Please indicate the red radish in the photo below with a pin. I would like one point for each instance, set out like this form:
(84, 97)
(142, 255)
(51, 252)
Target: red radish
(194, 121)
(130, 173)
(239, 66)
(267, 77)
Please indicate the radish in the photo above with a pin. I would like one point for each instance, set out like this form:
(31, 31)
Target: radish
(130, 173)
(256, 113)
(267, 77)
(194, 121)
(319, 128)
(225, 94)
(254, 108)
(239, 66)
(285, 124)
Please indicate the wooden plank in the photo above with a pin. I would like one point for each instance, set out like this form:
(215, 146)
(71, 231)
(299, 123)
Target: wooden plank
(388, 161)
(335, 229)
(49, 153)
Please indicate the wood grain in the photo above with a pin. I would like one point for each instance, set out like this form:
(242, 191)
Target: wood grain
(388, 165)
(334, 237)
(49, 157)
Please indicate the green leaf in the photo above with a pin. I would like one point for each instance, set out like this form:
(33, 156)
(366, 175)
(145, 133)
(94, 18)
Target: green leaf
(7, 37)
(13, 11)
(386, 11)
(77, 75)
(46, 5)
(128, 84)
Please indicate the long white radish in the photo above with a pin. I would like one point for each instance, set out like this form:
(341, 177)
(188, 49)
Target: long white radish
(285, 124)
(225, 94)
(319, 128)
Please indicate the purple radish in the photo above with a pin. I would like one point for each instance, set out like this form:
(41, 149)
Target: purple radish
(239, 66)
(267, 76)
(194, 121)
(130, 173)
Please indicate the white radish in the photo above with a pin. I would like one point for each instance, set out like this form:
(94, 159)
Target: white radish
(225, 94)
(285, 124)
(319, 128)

==

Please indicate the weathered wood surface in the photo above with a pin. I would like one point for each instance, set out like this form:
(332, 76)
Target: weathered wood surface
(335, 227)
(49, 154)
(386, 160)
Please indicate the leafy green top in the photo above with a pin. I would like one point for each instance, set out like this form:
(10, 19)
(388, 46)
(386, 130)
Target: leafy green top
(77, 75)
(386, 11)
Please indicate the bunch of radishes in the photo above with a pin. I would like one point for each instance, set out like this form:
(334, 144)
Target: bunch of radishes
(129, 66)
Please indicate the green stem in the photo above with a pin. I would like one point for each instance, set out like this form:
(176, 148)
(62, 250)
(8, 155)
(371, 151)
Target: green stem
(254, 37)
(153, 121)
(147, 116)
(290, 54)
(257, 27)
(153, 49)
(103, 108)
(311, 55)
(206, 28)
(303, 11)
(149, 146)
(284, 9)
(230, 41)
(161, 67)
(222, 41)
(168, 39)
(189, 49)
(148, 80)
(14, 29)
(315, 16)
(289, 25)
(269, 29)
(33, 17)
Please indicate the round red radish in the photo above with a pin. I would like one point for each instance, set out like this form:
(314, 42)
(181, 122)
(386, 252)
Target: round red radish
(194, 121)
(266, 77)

--

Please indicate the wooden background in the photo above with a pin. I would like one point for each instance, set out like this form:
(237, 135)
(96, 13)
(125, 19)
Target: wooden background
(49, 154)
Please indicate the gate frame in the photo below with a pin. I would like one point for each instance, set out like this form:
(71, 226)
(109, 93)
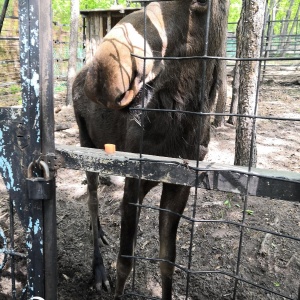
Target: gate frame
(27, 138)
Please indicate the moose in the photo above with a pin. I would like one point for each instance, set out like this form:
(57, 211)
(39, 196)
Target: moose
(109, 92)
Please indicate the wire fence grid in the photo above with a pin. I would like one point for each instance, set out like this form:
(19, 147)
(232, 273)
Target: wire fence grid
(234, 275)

Task details: How many lines in the records above contain the string "surface"? Reply with the number alone.

Solution to this exercise: 2